## WORK TO BE COMPLETED
Starting at the top of the data and ending with the line that holds "Point out the silhouetted", transcribe each line exactly; include both ends.

## SOURCE MATERIAL

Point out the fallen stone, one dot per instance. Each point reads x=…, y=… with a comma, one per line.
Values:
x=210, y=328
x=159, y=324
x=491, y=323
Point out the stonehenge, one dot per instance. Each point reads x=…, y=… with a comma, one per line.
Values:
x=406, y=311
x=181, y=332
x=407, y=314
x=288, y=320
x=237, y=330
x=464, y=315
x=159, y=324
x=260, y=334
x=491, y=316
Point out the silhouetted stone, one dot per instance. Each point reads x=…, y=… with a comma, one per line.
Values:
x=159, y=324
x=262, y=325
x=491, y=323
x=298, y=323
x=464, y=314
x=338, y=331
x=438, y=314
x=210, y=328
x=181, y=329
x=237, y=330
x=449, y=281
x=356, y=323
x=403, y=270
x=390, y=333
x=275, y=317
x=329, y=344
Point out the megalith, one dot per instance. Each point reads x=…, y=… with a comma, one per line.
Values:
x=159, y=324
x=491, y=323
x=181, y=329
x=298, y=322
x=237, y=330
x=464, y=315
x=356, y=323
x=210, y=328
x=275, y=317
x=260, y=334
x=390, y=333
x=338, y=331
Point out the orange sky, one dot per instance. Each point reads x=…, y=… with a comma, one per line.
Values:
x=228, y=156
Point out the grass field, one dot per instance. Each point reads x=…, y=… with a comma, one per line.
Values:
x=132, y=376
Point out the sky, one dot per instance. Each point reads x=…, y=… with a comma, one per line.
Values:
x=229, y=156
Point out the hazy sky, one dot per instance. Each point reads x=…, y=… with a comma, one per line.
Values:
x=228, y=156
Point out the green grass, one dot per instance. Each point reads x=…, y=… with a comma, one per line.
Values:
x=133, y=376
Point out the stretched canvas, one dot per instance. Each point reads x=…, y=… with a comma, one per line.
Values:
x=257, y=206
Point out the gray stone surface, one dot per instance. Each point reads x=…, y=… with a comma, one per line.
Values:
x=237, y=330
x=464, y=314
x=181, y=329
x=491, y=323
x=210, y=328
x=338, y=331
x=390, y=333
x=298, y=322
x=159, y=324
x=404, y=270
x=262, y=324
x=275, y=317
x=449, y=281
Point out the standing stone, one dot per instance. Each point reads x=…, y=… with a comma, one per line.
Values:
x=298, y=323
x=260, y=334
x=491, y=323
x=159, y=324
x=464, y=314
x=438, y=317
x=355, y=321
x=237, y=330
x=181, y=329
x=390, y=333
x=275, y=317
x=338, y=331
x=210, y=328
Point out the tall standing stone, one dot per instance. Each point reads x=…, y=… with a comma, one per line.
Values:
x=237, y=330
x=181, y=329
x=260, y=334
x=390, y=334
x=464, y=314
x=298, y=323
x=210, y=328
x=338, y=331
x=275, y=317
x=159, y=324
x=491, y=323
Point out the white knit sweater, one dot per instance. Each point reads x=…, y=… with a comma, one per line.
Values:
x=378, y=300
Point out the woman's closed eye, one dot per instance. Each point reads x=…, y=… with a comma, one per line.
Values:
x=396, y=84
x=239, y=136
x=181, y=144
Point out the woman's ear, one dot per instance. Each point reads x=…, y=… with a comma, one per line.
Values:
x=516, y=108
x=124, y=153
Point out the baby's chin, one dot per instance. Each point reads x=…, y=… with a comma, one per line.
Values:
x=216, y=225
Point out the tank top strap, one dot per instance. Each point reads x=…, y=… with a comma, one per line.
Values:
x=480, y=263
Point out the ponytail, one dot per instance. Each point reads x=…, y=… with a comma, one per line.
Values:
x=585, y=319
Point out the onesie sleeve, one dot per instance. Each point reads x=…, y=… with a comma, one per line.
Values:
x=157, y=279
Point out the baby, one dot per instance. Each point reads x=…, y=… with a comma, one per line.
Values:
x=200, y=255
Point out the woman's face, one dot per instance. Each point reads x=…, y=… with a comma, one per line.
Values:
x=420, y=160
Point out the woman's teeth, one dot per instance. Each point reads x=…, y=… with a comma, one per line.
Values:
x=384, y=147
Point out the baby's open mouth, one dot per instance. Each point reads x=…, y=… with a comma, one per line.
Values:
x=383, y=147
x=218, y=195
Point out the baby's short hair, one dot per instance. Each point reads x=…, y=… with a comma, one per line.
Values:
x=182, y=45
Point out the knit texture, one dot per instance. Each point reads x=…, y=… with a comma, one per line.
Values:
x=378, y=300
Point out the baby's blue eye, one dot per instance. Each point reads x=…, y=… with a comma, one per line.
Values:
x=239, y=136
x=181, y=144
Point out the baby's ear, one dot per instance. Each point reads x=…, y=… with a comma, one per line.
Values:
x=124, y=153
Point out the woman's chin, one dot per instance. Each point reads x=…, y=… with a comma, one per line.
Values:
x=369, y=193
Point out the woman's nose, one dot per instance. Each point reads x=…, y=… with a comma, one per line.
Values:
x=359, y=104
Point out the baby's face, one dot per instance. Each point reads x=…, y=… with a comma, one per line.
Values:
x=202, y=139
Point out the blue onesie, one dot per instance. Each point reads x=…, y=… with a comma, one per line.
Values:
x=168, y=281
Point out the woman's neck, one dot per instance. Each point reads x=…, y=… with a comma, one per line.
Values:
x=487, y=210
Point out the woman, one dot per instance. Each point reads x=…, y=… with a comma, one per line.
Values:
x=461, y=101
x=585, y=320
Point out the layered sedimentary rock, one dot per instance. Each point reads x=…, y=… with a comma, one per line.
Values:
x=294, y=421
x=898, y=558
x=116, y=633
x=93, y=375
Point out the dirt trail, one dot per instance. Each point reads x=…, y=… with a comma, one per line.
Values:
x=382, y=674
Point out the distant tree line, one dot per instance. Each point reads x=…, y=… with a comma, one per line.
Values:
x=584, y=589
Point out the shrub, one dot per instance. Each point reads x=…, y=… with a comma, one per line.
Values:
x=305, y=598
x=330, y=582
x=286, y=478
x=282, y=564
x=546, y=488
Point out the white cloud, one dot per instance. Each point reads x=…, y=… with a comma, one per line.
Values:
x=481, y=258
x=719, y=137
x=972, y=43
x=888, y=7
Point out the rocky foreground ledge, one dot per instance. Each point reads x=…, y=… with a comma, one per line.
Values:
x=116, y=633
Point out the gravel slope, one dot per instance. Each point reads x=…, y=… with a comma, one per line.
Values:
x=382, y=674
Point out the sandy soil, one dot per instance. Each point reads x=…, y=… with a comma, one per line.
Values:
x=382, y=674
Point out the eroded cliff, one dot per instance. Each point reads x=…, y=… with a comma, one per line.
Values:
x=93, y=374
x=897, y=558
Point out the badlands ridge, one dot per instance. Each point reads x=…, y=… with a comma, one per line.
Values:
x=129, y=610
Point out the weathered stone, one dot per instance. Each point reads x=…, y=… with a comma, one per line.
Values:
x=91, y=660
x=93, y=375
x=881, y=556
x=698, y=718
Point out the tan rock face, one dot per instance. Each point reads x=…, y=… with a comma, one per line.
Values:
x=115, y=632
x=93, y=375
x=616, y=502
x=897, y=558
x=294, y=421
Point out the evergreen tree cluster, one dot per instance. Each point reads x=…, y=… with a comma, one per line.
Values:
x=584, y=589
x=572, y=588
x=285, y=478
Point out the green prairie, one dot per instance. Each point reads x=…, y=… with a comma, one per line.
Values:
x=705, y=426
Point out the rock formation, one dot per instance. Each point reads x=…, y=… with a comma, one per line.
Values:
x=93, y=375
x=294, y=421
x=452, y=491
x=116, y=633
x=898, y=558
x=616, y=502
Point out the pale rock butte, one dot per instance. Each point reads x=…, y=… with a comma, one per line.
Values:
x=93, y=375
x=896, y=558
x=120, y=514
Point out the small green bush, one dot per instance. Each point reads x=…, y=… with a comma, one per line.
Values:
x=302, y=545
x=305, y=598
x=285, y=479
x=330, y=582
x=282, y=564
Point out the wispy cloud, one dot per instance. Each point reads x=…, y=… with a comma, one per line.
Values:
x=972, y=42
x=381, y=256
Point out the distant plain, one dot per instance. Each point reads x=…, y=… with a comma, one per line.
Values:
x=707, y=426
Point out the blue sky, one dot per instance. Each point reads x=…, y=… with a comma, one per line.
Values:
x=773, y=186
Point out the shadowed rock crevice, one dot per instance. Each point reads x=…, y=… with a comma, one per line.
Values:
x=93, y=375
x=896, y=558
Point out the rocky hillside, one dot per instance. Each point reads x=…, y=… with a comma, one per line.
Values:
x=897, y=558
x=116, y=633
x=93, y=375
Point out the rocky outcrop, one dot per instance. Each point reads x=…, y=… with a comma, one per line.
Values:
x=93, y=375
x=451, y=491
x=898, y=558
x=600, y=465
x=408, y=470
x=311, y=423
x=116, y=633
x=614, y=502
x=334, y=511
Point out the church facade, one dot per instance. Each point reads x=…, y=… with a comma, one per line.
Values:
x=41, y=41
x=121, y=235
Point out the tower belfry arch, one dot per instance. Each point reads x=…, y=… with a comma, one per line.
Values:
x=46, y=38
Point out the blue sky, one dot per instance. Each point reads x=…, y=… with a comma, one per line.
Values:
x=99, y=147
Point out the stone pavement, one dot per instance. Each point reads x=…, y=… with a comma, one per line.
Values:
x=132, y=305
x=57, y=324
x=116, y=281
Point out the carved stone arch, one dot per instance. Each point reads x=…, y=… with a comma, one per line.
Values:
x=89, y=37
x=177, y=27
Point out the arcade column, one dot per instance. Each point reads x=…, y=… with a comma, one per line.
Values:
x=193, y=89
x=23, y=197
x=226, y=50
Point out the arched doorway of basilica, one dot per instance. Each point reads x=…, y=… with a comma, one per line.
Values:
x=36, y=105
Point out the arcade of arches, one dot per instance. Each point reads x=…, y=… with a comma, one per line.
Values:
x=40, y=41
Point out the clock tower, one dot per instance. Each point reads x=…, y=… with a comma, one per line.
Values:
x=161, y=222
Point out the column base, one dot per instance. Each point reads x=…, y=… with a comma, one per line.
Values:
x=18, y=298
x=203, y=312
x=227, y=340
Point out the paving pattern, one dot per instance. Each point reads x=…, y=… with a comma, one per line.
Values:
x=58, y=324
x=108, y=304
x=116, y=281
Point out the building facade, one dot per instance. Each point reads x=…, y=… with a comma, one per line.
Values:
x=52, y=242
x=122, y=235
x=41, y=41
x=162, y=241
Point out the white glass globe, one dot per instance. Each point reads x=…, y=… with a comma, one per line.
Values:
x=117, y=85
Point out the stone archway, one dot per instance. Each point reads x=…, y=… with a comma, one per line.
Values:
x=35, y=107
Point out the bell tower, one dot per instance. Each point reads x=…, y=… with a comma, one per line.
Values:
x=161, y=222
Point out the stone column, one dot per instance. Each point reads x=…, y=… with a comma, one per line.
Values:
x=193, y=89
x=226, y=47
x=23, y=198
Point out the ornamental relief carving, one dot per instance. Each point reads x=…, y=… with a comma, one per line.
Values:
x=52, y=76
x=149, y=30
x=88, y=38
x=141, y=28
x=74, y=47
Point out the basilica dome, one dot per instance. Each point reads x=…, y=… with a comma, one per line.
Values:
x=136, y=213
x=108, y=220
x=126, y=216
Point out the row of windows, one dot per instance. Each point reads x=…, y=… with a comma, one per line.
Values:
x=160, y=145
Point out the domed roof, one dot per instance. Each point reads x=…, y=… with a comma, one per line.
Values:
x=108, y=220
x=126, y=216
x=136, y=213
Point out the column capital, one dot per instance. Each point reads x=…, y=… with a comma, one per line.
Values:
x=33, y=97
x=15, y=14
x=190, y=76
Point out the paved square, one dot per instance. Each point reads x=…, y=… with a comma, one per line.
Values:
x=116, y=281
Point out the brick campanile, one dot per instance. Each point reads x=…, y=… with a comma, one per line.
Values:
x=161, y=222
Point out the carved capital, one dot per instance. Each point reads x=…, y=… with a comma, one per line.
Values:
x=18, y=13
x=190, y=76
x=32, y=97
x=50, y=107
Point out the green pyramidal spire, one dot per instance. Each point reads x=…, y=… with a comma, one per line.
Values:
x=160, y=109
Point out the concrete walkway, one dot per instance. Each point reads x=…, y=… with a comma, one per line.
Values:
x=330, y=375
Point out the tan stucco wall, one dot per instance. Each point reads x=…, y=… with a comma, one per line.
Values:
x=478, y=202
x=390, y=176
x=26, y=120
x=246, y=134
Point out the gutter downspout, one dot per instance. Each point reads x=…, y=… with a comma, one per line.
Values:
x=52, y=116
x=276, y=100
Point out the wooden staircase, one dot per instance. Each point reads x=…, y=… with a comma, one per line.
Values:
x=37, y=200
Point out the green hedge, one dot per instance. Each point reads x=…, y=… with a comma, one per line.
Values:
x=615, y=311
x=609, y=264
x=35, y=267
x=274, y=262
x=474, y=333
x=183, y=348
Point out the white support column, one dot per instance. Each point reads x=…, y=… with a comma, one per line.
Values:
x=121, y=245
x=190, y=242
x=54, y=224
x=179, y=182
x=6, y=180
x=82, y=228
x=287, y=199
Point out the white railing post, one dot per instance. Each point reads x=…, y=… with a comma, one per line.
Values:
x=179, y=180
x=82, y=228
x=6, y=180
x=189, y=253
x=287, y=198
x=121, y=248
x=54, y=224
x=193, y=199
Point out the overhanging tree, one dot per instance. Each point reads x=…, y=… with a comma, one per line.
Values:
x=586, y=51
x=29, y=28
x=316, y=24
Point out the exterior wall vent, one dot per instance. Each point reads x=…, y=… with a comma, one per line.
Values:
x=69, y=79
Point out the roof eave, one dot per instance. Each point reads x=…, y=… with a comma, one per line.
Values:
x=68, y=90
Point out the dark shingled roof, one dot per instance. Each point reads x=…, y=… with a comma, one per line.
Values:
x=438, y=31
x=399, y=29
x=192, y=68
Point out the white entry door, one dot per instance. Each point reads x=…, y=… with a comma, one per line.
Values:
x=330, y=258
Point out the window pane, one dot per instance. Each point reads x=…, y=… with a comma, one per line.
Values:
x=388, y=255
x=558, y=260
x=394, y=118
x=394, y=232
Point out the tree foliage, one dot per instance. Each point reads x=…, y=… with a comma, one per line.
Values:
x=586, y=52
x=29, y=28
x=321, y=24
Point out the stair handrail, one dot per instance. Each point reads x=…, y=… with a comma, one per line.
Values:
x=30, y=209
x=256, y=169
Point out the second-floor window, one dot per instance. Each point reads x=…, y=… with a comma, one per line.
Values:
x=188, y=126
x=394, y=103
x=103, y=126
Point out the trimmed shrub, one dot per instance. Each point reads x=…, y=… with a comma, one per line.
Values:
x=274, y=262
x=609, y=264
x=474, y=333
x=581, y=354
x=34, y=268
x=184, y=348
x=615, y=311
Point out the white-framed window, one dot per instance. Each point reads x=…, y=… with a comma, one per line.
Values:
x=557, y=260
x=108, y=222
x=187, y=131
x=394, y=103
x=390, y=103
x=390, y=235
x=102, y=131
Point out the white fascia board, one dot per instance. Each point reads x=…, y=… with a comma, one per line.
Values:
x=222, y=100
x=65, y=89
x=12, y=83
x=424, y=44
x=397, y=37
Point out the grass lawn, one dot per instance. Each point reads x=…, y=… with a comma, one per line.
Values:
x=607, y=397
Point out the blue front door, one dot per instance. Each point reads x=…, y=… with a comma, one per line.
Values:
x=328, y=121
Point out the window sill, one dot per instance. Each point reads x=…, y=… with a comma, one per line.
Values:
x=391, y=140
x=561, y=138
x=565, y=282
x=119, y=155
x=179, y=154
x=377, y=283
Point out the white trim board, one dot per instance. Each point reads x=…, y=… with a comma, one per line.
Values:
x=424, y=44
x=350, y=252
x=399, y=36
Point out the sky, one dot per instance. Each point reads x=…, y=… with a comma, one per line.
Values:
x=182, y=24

## RESPONSE TO THE EXERCISE
Point out the fallen stone, one dot per instance. Each point reads x=…, y=… with a comma, one per line.
Values:
x=210, y=328
x=159, y=324
x=491, y=323
Point out the stonehenge, one dot per instance. Each point reads x=…, y=… with a comma, one per line.
Values:
x=406, y=311
x=181, y=332
x=407, y=314
x=288, y=320
x=237, y=330
x=464, y=315
x=159, y=324
x=260, y=334
x=491, y=316
Point out the silhouetted stone, one dot per instance. Each point reads x=…, y=… with a comma, one per line.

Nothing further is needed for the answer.